• _Material to process_:
----

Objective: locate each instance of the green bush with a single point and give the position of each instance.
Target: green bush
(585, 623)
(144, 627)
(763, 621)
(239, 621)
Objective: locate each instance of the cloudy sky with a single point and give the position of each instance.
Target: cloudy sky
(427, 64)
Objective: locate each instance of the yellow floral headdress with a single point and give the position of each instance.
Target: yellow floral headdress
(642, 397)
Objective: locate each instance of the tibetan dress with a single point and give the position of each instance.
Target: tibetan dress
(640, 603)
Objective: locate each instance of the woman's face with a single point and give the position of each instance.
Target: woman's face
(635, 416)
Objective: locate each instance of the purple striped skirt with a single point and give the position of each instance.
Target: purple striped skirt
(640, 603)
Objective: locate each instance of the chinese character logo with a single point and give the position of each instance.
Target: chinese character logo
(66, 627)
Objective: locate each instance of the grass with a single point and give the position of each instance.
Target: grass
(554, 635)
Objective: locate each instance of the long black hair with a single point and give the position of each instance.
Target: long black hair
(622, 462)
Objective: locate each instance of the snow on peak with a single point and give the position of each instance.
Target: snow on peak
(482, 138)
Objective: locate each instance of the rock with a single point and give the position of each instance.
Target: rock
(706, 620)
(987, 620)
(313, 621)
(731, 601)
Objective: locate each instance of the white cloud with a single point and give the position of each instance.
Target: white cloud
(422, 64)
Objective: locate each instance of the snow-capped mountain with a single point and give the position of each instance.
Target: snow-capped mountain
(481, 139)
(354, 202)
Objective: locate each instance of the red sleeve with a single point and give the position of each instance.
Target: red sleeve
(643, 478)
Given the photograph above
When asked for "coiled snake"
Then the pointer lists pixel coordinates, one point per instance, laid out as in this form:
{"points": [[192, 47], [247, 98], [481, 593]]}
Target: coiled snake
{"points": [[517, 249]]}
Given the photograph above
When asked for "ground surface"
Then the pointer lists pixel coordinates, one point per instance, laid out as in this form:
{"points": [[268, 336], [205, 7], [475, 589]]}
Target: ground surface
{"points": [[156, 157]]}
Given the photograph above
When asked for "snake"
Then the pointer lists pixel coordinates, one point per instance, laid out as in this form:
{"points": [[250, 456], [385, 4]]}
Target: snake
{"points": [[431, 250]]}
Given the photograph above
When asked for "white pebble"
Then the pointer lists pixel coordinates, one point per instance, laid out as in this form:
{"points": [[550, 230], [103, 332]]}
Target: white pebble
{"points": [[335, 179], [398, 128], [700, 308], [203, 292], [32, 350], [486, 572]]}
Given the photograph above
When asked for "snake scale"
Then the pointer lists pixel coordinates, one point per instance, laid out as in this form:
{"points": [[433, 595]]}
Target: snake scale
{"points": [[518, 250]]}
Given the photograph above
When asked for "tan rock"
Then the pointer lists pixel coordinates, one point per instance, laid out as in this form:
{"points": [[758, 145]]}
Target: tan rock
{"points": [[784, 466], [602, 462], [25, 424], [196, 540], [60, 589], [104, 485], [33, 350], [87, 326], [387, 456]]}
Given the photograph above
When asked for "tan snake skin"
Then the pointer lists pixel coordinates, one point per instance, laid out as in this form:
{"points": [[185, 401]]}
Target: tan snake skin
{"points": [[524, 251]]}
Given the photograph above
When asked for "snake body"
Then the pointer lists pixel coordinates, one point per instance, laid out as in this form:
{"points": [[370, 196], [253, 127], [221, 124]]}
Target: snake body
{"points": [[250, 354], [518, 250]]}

----

• _Assignment_:
After locating the line with "Target: white cloud" in the material above, return it and each line after it exactly, ending at the line with "Objective: locate each instance of the red".

• _Worked solution_:
Target: white cloud
(422, 64)
Objective: locate each instance of the snow-capped mountain with a single point and give the position of each instance.
Target: snow-capped mountain
(481, 139)
(354, 202)
Objective: locate each instance of the red sleeve with a single point and give the position of each instance.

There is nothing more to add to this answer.